> **SUPPLIED TEXT**:
::::::::::

Kenya has been making significant progress towards achieving universal social protection for its citizens through the implementation of the Kenya Programme for Social Protection. The program has been supported by the joint SDG Fund, in partnership with the Kenyan government, the World Food Programme (WFP), UNICEF, the International Labour Organization (ILO), and the Food and Agriculture Organization of the United Nations (FAO) through the support of the joint SDG Fund.
The Kenya Programme for Social Protection built on the existing UN support to the Government of Kenya and focused on strengthening policy frameworks, delivery systems, and intersectoral linkages to achieve its goals.
According to the UN Resident Coordinator for Kenya, Dr. Stephen Jackson, social protection is crucial in promoting social justice, reducing poverty, and supporting economic growth. Despite Kenya's significant progress towards reducing poverty, the World Bank reports that the country still faces significant inequality and social exclusion. Vulnerable groups such as children, women, the elderly, and people living with disabilities are more likely to be living in poverty and facing social exclusion. Thus, social protection programs are essential in ensuring that these groups have access to basic needs such as healthcare, education, and housing.
Dr. Jackson further explained, "Through these immediate results, the partnership has demonstrated the potential benefits of investing in inclusive social protection. The program has achieved significant milestones, including the development of viable policy options for strengthening an inclusive social protection system and the feasibility study for the introduction of a maternity benefit."
The Joint SDG Fund, Kenya Programme for Social Protection, has not only achieved significant milestones in scaling up social protection coverage but also in enhancing gender-responsive integration and strengthening national capacities. The program has designed integrated models targeting key interest groups and adapted management information systems to facilitate linkages between universal social protection and socioeconomic-specific interventions.

::::::::::

> **WHAT TO PRODUCE**: Carry on the Kenya social protection text from where it stops.

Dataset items
::::::::::

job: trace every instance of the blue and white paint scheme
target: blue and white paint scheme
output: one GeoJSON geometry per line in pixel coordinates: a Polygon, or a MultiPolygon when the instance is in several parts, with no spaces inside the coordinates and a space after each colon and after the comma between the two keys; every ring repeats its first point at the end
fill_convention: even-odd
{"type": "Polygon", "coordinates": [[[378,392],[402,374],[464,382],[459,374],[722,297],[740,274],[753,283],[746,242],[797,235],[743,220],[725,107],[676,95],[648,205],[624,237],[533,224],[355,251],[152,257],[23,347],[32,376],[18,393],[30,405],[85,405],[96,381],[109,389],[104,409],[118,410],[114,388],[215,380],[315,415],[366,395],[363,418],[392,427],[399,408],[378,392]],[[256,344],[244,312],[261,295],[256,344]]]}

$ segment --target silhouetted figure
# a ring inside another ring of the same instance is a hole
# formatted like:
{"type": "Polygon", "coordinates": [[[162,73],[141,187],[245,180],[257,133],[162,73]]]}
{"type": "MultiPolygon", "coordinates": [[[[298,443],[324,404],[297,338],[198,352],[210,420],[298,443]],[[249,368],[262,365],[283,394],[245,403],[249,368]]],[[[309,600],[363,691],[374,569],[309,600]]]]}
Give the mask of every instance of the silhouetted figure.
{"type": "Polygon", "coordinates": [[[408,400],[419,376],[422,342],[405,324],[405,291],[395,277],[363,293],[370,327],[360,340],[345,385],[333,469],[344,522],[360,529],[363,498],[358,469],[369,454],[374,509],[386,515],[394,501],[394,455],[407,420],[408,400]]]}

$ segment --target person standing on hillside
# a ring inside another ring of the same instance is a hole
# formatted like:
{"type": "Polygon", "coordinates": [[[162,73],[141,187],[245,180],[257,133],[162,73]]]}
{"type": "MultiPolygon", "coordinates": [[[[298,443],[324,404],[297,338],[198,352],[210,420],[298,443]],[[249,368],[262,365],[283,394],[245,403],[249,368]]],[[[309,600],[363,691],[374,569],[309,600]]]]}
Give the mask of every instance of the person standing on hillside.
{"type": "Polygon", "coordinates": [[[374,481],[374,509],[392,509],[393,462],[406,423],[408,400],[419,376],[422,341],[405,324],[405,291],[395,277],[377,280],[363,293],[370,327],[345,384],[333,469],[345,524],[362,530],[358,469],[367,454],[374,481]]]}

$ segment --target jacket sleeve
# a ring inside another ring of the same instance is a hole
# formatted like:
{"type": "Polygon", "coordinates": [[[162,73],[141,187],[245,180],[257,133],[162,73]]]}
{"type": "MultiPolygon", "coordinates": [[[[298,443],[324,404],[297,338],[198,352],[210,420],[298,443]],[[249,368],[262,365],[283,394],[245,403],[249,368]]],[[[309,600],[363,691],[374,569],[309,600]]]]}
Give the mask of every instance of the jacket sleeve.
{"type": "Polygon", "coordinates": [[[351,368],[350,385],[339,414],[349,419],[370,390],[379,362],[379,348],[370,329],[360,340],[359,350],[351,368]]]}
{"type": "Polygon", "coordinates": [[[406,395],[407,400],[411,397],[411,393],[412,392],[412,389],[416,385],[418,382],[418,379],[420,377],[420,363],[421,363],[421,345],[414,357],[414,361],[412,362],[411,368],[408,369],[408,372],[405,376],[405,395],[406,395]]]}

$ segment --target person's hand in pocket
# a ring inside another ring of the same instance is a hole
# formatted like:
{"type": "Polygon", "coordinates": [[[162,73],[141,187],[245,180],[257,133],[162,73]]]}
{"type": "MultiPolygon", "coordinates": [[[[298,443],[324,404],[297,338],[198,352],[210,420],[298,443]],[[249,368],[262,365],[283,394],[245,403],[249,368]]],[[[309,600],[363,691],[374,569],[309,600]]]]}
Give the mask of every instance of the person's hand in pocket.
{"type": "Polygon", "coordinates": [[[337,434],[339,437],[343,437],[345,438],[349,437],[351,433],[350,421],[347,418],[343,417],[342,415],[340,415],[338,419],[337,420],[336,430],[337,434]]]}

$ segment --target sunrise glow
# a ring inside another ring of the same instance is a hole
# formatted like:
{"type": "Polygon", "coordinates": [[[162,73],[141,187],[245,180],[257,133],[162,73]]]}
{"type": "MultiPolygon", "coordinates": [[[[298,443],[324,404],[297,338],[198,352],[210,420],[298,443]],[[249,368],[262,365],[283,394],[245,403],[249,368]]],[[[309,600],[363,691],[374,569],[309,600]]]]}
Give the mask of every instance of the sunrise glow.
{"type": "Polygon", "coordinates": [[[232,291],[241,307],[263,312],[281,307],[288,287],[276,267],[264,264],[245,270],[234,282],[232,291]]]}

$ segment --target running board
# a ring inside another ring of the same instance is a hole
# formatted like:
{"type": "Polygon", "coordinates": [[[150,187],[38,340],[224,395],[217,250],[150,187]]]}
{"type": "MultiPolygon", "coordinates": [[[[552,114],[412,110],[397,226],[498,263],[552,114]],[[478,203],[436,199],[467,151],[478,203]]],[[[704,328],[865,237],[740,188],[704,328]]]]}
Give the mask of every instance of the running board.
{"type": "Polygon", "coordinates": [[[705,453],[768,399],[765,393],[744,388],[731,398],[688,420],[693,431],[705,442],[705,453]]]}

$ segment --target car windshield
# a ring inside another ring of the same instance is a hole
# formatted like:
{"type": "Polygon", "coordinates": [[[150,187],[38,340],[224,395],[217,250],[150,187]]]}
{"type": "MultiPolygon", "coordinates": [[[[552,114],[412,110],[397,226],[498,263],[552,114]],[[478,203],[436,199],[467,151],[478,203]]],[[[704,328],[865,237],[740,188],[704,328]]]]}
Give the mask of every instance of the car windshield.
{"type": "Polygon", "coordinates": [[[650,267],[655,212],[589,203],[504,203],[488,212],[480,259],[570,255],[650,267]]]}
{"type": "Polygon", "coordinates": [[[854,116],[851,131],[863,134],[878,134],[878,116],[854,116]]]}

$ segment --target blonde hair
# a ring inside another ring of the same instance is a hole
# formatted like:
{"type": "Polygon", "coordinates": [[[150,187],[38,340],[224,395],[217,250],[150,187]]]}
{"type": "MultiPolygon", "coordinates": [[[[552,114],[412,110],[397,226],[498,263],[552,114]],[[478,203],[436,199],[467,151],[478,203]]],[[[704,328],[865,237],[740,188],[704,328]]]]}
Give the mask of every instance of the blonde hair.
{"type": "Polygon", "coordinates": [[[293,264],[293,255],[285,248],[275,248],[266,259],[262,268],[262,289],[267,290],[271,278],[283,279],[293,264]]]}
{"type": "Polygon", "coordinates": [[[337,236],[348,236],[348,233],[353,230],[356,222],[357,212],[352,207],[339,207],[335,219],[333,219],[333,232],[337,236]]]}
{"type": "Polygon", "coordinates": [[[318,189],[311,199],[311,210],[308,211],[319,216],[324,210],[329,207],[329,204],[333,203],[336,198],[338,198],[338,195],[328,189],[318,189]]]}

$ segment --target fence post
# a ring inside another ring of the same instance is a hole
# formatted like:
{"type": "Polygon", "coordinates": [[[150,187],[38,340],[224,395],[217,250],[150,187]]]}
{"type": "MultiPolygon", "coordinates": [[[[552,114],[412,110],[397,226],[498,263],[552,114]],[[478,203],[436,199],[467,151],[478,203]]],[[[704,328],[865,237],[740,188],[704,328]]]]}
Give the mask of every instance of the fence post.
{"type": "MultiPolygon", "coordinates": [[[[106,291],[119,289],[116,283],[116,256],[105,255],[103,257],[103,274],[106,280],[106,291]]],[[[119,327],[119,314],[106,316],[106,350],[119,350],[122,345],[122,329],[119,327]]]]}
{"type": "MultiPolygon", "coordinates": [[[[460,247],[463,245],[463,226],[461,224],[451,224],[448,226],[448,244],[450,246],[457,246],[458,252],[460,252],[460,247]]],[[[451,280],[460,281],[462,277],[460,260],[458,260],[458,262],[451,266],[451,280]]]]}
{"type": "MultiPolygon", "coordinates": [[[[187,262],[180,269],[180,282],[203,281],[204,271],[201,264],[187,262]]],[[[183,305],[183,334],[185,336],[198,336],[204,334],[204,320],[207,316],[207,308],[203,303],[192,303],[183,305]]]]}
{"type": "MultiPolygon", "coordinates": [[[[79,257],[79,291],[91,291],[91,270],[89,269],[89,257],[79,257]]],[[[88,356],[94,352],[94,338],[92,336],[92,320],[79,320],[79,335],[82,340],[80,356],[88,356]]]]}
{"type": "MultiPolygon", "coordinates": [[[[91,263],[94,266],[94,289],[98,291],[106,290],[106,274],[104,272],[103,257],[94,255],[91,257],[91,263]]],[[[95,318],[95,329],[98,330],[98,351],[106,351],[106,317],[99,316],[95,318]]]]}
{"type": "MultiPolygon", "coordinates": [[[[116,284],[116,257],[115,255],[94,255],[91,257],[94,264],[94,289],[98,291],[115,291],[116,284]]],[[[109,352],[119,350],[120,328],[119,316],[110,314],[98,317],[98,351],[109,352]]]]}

::::::::::

> **RESPONSE AREA**:
"The joint program has demonstrated the potential benefits of investing in inclusive social protection. By enhancing gender-responsive integration between universal social protection and economic and social sector interventions, we are making progress towards leaving no one behind," says Dr. Stephen Jackson.
In addition, the program has strengthened national capacities towards fast delivery of the sustainable development goals. Government officers were trained on disability-inclusion in statistical data collection and analysis, which will be useful to a range of other government sectors that engage the services of the Kenya National Bureau of Statistics.
Dr. Jackson adds, "Strengthening national capacities towards fast delivery of the sustainable development goals is critical in achieving universal social protection and promoting social justice, reducing poverty, and supporting economic growth."
In addition, Design options have been developed for a Universal Child Benefit, and dialogues on how to extend social protection to informal and rural economy workers have commenced. A midline impact survey for the universal senior citizen cash transfer showed that having the 70+ years cash transfer as a source of income allowed older persons, especially women, to be less dependent on others and more valued within their household and community.
The joint program has also initiated the development of cost-effective design options for the extension of social insurance to uncovered groups. Design options have been developed for the introduction of a maternity benefit and an unemployment insurance fund, the transition of the occupational injury and illness compensation scheme to a social insurance-based system governed through a tripartite mechanism, and a long-term universal child benefit.
The success of the joint program is attributed to the leadership provided by the government and its strong political will. The partnership has also helped to reduce duplication and increase efficiency by capitalizing on the unique experience and expertise of the different actors involved. Although the COVID-19 pandemic slowed down the project's implementation, it presented opportunities to further dialogue on social security benefits related to occupational injury and illness compensation mechanisms, unemployment benefits, and maternity benefits.
The joint program's success is a critical milestone in promoting social justice, reducing poverty, and supporting economic growth in Kenya. It has made significant strides towards ensuring that no one is left behind, particularly the vulnerable groups that lack access to basic necessities like healthcare, education, and housing. The social protection programs implemented have helped to stabilise households during difficult times, reducing the risk of impoverishment and increasing consumption levels. This success underscores the need to prioritise social protection and invest in citizens' well-being to sustain the gains made towards achieving universal social protection.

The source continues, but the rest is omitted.